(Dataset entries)
· · · · · · ·

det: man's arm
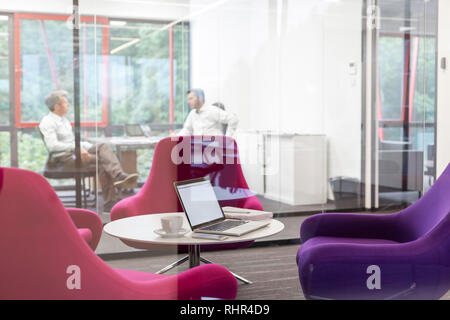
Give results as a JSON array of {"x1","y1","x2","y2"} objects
[
  {"x1": 39, "y1": 123, "x2": 75, "y2": 153},
  {"x1": 178, "y1": 112, "x2": 194, "y2": 136},
  {"x1": 218, "y1": 109, "x2": 239, "y2": 137}
]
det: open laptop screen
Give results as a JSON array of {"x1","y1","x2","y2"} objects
[{"x1": 176, "y1": 180, "x2": 225, "y2": 229}]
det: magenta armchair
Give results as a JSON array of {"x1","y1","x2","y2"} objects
[
  {"x1": 111, "y1": 136, "x2": 263, "y2": 252},
  {"x1": 0, "y1": 168, "x2": 237, "y2": 299},
  {"x1": 66, "y1": 208, "x2": 103, "y2": 251}
]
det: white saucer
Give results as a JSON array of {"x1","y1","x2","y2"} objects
[{"x1": 153, "y1": 228, "x2": 188, "y2": 238}]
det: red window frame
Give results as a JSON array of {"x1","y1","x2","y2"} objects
[{"x1": 14, "y1": 13, "x2": 109, "y2": 128}]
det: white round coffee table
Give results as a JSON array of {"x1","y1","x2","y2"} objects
[{"x1": 103, "y1": 212, "x2": 284, "y2": 283}]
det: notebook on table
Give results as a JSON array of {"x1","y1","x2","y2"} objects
[{"x1": 174, "y1": 177, "x2": 270, "y2": 236}]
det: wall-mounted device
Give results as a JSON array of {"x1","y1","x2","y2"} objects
[{"x1": 125, "y1": 124, "x2": 151, "y2": 137}]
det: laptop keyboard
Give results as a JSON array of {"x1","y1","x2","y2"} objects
[{"x1": 200, "y1": 220, "x2": 248, "y2": 231}]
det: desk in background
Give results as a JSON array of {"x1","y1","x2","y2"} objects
[{"x1": 89, "y1": 136, "x2": 164, "y2": 186}]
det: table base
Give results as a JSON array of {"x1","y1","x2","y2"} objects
[{"x1": 156, "y1": 245, "x2": 252, "y2": 284}]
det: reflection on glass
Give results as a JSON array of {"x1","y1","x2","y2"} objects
[
  {"x1": 0, "y1": 16, "x2": 9, "y2": 125},
  {"x1": 0, "y1": 132, "x2": 11, "y2": 167}
]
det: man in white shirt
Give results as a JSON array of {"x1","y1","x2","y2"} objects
[
  {"x1": 178, "y1": 89, "x2": 239, "y2": 137},
  {"x1": 39, "y1": 91, "x2": 138, "y2": 212}
]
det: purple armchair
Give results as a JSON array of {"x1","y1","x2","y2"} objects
[
  {"x1": 297, "y1": 165, "x2": 450, "y2": 299},
  {"x1": 0, "y1": 168, "x2": 237, "y2": 299}
]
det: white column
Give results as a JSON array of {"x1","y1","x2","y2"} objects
[{"x1": 436, "y1": 0, "x2": 450, "y2": 177}]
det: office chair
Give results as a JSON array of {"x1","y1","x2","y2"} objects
[
  {"x1": 297, "y1": 165, "x2": 450, "y2": 299},
  {"x1": 0, "y1": 168, "x2": 237, "y2": 300},
  {"x1": 36, "y1": 127, "x2": 97, "y2": 208}
]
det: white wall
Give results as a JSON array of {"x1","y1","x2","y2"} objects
[
  {"x1": 0, "y1": 0, "x2": 362, "y2": 182},
  {"x1": 0, "y1": 0, "x2": 189, "y2": 20},
  {"x1": 436, "y1": 0, "x2": 450, "y2": 176},
  {"x1": 191, "y1": 0, "x2": 362, "y2": 177}
]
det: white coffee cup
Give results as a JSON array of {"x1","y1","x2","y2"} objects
[{"x1": 161, "y1": 216, "x2": 183, "y2": 233}]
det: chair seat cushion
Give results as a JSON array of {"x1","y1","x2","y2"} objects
[
  {"x1": 297, "y1": 237, "x2": 398, "y2": 261},
  {"x1": 114, "y1": 269, "x2": 167, "y2": 281},
  {"x1": 302, "y1": 237, "x2": 398, "y2": 249},
  {"x1": 78, "y1": 228, "x2": 92, "y2": 243}
]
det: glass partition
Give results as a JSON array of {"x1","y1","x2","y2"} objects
[{"x1": 0, "y1": 0, "x2": 437, "y2": 252}]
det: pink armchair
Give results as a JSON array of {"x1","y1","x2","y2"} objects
[
  {"x1": 0, "y1": 168, "x2": 237, "y2": 299},
  {"x1": 111, "y1": 136, "x2": 263, "y2": 252}
]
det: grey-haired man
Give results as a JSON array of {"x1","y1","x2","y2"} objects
[{"x1": 39, "y1": 91, "x2": 138, "y2": 212}]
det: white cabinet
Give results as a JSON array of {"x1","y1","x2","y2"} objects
[{"x1": 237, "y1": 132, "x2": 328, "y2": 205}]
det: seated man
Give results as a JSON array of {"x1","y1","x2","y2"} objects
[
  {"x1": 178, "y1": 89, "x2": 239, "y2": 137},
  {"x1": 39, "y1": 91, "x2": 138, "y2": 212}
]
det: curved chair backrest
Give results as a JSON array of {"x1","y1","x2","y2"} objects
[
  {"x1": 397, "y1": 164, "x2": 450, "y2": 242},
  {"x1": 111, "y1": 136, "x2": 263, "y2": 220},
  {"x1": 0, "y1": 168, "x2": 158, "y2": 299}
]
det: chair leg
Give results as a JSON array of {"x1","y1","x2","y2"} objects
[{"x1": 200, "y1": 257, "x2": 253, "y2": 284}]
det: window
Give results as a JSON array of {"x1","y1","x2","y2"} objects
[
  {"x1": 109, "y1": 20, "x2": 189, "y2": 124},
  {"x1": 14, "y1": 14, "x2": 108, "y2": 128}
]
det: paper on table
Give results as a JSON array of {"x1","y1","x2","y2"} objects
[{"x1": 222, "y1": 207, "x2": 273, "y2": 220}]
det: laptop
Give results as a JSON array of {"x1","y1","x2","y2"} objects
[
  {"x1": 125, "y1": 124, "x2": 145, "y2": 137},
  {"x1": 174, "y1": 177, "x2": 270, "y2": 236}
]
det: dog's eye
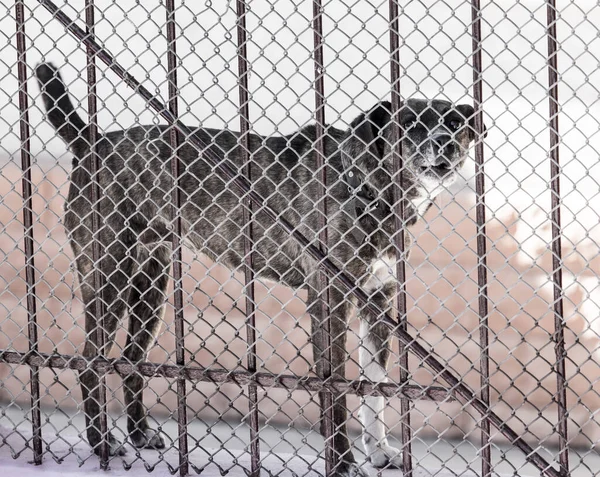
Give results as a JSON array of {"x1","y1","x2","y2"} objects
[{"x1": 448, "y1": 119, "x2": 462, "y2": 131}]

· · · · · · ·

● **Prompt**
Extract every line of the items above verbatim, leaving out the pictures.

● **Response to the task**
det: man's arm
Give results as a JSON array of {"x1","y1","x2","y2"} objects
[
  {"x1": 39, "y1": 123, "x2": 75, "y2": 153},
  {"x1": 178, "y1": 112, "x2": 194, "y2": 136},
  {"x1": 218, "y1": 109, "x2": 239, "y2": 137}
]
det: open laptop screen
Give results as a JSON array of {"x1","y1","x2","y2"} objects
[{"x1": 176, "y1": 180, "x2": 225, "y2": 229}]
det: magenta armchair
Give results as a JSON array of {"x1","y1","x2","y2"} objects
[
  {"x1": 111, "y1": 136, "x2": 263, "y2": 252},
  {"x1": 0, "y1": 168, "x2": 237, "y2": 299},
  {"x1": 66, "y1": 208, "x2": 103, "y2": 251}
]
det: white saucer
Give results as a JSON array of {"x1","y1","x2","y2"} objects
[{"x1": 153, "y1": 228, "x2": 188, "y2": 238}]
det: red window frame
Give results as a JSON array of {"x1","y1","x2","y2"} objects
[{"x1": 14, "y1": 13, "x2": 109, "y2": 128}]
det: white round coffee table
Give results as a JSON array of {"x1","y1","x2","y2"} objects
[{"x1": 103, "y1": 212, "x2": 284, "y2": 283}]
det: notebook on table
Give results as a JSON array of {"x1","y1","x2","y2"} objects
[{"x1": 174, "y1": 177, "x2": 270, "y2": 236}]
det: wall-mounted device
Give results as a JSON array of {"x1","y1","x2","y2"} objects
[{"x1": 125, "y1": 124, "x2": 151, "y2": 137}]
det: laptop keyboard
Give results as a JSON array of {"x1","y1","x2","y2"} objects
[{"x1": 200, "y1": 220, "x2": 248, "y2": 231}]
det: desk in background
Give results as a JSON array of {"x1","y1","x2","y2"} objects
[{"x1": 89, "y1": 136, "x2": 164, "y2": 186}]
det: table base
Give results as a JSON array of {"x1","y1","x2","y2"} objects
[{"x1": 156, "y1": 245, "x2": 252, "y2": 284}]
det: reflection on glass
Give results as a JSON array of {"x1","y1","x2","y2"} objects
[
  {"x1": 0, "y1": 16, "x2": 9, "y2": 125},
  {"x1": 0, "y1": 132, "x2": 11, "y2": 167}
]
det: man in white shirt
Give results as a JSON array of {"x1","y1","x2","y2"} objects
[
  {"x1": 178, "y1": 89, "x2": 239, "y2": 137},
  {"x1": 39, "y1": 91, "x2": 138, "y2": 212}
]
det: purple armchair
Give results as a JSON array of {"x1","y1","x2","y2"} objects
[
  {"x1": 297, "y1": 165, "x2": 450, "y2": 299},
  {"x1": 0, "y1": 168, "x2": 237, "y2": 299}
]
det: white column
Give results as a JSON array of {"x1","y1","x2","y2"} objects
[{"x1": 436, "y1": 0, "x2": 450, "y2": 177}]
det: office chair
Give results as a JSON array of {"x1","y1","x2","y2"} objects
[
  {"x1": 297, "y1": 165, "x2": 450, "y2": 299},
  {"x1": 0, "y1": 168, "x2": 237, "y2": 300},
  {"x1": 36, "y1": 127, "x2": 97, "y2": 208}
]
det: white wall
Give results as a JSON array of {"x1","y1","x2","y2"} objects
[
  {"x1": 0, "y1": 0, "x2": 362, "y2": 182},
  {"x1": 0, "y1": 0, "x2": 189, "y2": 20},
  {"x1": 436, "y1": 0, "x2": 450, "y2": 176},
  {"x1": 191, "y1": 0, "x2": 362, "y2": 177}
]
det: white coffee cup
Give results as a JSON array of {"x1","y1","x2","y2"} objects
[{"x1": 161, "y1": 216, "x2": 183, "y2": 233}]
det: chair seat cushion
Give results as a JSON array of {"x1","y1","x2","y2"} objects
[
  {"x1": 297, "y1": 237, "x2": 398, "y2": 261},
  {"x1": 114, "y1": 269, "x2": 167, "y2": 281},
  {"x1": 302, "y1": 237, "x2": 398, "y2": 249},
  {"x1": 78, "y1": 228, "x2": 92, "y2": 243}
]
det: glass partition
Give results as a JSON array of {"x1","y1","x2","y2"} objects
[{"x1": 0, "y1": 0, "x2": 437, "y2": 252}]
det: pink armchair
Give results as a JSON array of {"x1","y1","x2","y2"} objects
[
  {"x1": 0, "y1": 168, "x2": 237, "y2": 299},
  {"x1": 111, "y1": 136, "x2": 263, "y2": 252}
]
det: grey-haired man
Give results as a JSON array of {"x1","y1","x2","y2"} objects
[{"x1": 39, "y1": 91, "x2": 138, "y2": 212}]
det: white cabinet
Give results as a JSON array of {"x1","y1","x2","y2"} objects
[{"x1": 237, "y1": 132, "x2": 328, "y2": 205}]
det: seated man
Give results as a JSON array of {"x1","y1","x2","y2"} objects
[
  {"x1": 178, "y1": 89, "x2": 239, "y2": 137},
  {"x1": 39, "y1": 91, "x2": 138, "y2": 212}
]
det: curved chair backrest
Give results as a JSON array of {"x1","y1","x2","y2"} objects
[
  {"x1": 397, "y1": 164, "x2": 450, "y2": 242},
  {"x1": 111, "y1": 136, "x2": 263, "y2": 220},
  {"x1": 0, "y1": 168, "x2": 158, "y2": 299}
]
det: chair leg
Give results as a JSON array of {"x1","y1","x2","y2"} objects
[{"x1": 200, "y1": 257, "x2": 253, "y2": 284}]
det: window
Give results as a JSON array of {"x1","y1","x2","y2"} objects
[
  {"x1": 109, "y1": 20, "x2": 189, "y2": 124},
  {"x1": 14, "y1": 14, "x2": 108, "y2": 128}
]
det: paper on table
Give results as a JSON array of {"x1","y1","x2","y2"} objects
[{"x1": 222, "y1": 207, "x2": 273, "y2": 220}]
det: laptop
Give results as a JSON array of {"x1","y1","x2","y2"} objects
[
  {"x1": 125, "y1": 124, "x2": 145, "y2": 137},
  {"x1": 174, "y1": 177, "x2": 270, "y2": 236}
]
det: dog's eye
Give results as a JSON array of {"x1","y1","x2","y2"} objects
[{"x1": 448, "y1": 119, "x2": 462, "y2": 131}]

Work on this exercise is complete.